PART I: THE SCORECARD (Or, “Profits Are Booming, Why the Long Face?“)
ZEPHYR: Let’s dispense with the emotions and look at the efficiency of the machine. The S&P 500 is currently functioning at peak performance. As of February 4, 2026, the index is reporting a blended earnings growth rate of 11.9%, marking the fifth consecutive quarter of double-digit growth,.
But the real story is efficiency. Despite noise about tariffs and input costs, the S&P 500 has achieved a net profit margin of 13.2%. If this holds, it is the highest profitability rate recorded since FactSet began tracking this metric in 2009 thanks to AI or thanks to Humans who are afraid of losing their jobs to AI?.
SHERLOCK: Hold on, Zephyr. If the machine is perfect, why are investors punishing the winners? I’ve detected a significant anomaly. While 75% of companies are beating earnings estimates, that number is actually below the 5-year average of 78%.
ZEPHYR: The beat rate is lower because the bar was raised. Unlike typical quarters where analysts lower estimates before reporting, they actually increased estimates by 0.5% heading into this season,.
SHERLOCK: Precisely. And the market’s reaction reveals a high degree of intolerance. Microsoft beat expectations on both top and bottom lines, yet the stock plunged nearly 12%. The deduction? The market is no longer rewarding “good enough.” It is demanding perfection because valuations (forward P/E of 22.2) are historically rich.

PART II: THE AI HANGOVER (The “Show Me The Money” Phase)
ANYA: This is where I step in. The Microsoft sell-off wasn’t about the past quarter’s earnings; it was about the future’s price tag. Investors are suffering from “Capex Anxiety.”
Microsoft spent $37.5 billion in capital expenditures in a single quarter. Investors looked at that number and gasped. We have officially entered the “Show Me” phase for AI. The honeymoon of “innovation at any cost” is over; now, the psychology is shifting to a quaint “where is my Return on Investment?“
HUNTER: It’s not just anxiety, it’s an arms race. We are watching a consolidation of power. The “Mag 7” are expected to grow earnings by 20.3%, while the other 493 companies in the S&P are growing at just 4.1%.
But look deeper at the ecosystem. This Capex spending is reshaping the physical world. Banks are financing massive data center and energy infrastructure projects to support these AI models. This creates a “moat” where only the largest players—and the banks that fund them—can compete. It is a classic oligarchy formation disguised as technological progress.
ANYA: True, but the “Mag 7” armor is cracking. Tesla and Meta shined, but Apple warned that these data center buildouts are pressuring the memory chip market. The narrative is messy.
PART III: THE CONSUMER (Schrödinger’s Shopper)
QUIXOTE: Let us look at the people, not just the machines. I see a contradiction. The surveys say the people are gloomy, but the registers say they are feasting.

▬▬▬

Reproduce the passage of the earnings dialogue word for word, starting at "SHERLOCK: Precisely. And" and ending at "are historically rich.".

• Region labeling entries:
▬▬▬

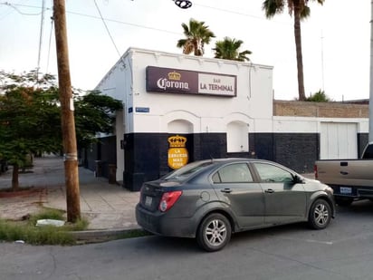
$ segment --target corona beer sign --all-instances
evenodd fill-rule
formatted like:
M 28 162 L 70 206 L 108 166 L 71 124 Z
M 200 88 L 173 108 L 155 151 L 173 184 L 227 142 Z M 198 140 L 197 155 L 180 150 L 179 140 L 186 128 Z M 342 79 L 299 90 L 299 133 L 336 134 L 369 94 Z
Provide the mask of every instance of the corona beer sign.
M 179 135 L 168 137 L 168 166 L 173 169 L 178 169 L 185 166 L 189 159 L 186 148 L 186 138 Z

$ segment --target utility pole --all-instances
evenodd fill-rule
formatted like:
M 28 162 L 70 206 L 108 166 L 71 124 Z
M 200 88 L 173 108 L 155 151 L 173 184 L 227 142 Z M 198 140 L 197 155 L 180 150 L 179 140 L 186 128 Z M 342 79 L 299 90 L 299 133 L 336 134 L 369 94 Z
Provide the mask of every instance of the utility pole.
M 62 127 L 67 221 L 74 223 L 81 218 L 81 202 L 75 120 L 73 114 L 74 107 L 70 77 L 64 0 L 53 0 L 53 18 L 61 102 L 61 123 Z

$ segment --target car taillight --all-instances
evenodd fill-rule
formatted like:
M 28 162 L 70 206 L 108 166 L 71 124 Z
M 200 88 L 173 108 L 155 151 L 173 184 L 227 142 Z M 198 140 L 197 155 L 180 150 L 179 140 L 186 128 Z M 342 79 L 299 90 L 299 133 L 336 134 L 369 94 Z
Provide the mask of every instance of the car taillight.
M 182 193 L 183 192 L 181 190 L 165 192 L 162 196 L 162 198 L 160 198 L 159 207 L 158 207 L 159 211 L 161 212 L 167 211 L 170 208 L 172 208 L 175 202 L 177 201 L 178 198 L 180 198 Z

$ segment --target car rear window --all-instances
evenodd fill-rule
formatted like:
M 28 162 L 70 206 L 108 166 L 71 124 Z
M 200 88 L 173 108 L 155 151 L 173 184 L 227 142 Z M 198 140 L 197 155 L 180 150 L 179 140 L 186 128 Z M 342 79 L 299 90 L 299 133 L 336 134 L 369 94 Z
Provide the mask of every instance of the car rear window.
M 206 166 L 209 166 L 213 163 L 213 161 L 196 161 L 189 163 L 181 169 L 175 170 L 168 175 L 166 175 L 163 179 L 165 180 L 171 180 L 171 179 L 185 179 L 189 178 L 190 176 L 196 174 L 202 169 Z

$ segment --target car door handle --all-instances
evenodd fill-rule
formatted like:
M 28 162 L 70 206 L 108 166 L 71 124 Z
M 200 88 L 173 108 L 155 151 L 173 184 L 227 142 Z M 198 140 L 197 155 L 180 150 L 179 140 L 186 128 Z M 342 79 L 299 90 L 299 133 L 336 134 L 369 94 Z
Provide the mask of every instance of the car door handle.
M 224 189 L 221 189 L 220 191 L 229 194 L 229 193 L 232 192 L 232 189 L 231 188 L 224 188 Z

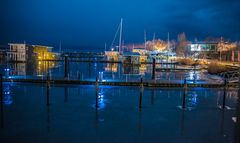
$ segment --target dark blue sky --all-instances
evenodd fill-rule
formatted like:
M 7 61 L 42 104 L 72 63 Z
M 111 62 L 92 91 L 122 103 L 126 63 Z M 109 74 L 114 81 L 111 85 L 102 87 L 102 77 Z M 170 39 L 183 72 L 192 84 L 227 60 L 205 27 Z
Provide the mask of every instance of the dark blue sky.
M 239 0 L 1 0 L 0 44 L 23 42 L 81 49 L 111 44 L 120 18 L 125 43 L 147 38 L 240 39 Z

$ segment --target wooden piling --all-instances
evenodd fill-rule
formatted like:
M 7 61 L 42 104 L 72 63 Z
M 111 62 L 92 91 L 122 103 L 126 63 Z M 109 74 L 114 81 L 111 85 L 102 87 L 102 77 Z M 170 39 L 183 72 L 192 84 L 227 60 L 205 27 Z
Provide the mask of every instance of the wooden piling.
M 64 56 L 64 78 L 68 77 L 68 57 Z
M 144 88 L 143 88 L 143 78 L 141 77 L 141 84 L 140 84 L 140 96 L 139 96 L 139 108 L 142 108 L 142 96 L 143 96 Z
M 225 104 L 226 104 L 226 90 L 227 90 L 227 80 L 224 79 L 224 91 L 223 91 L 223 104 L 222 104 L 222 109 L 225 109 Z
M 2 74 L 0 74 L 0 98 L 1 103 L 3 102 L 3 77 Z
M 155 72 L 156 72 L 156 59 L 153 58 L 153 62 L 152 62 L 152 79 L 155 79 Z
M 96 100 L 96 109 L 99 107 L 98 106 L 98 76 L 96 77 L 96 97 L 95 97 L 95 100 Z
M 187 80 L 184 79 L 184 93 L 183 93 L 183 100 L 182 100 L 182 108 L 185 109 L 186 107 L 186 94 L 187 94 Z
M 47 106 L 50 105 L 50 97 L 49 97 L 49 90 L 50 90 L 50 80 L 49 80 L 49 75 L 47 76 L 47 80 L 46 80 L 46 84 L 47 84 Z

▬▬▬

• Expected answer:
SHERLOCK: Precisely. And the market’s reaction reveals a high degree of intolerance. Microsoft beat expectations on both top and bottom lines, yet the stock plunged nearly 12%. The deduction? The market is no longer rewarding “good enough.” It is demanding perfection because valuations (forward P/E of 22.2) are historically rich.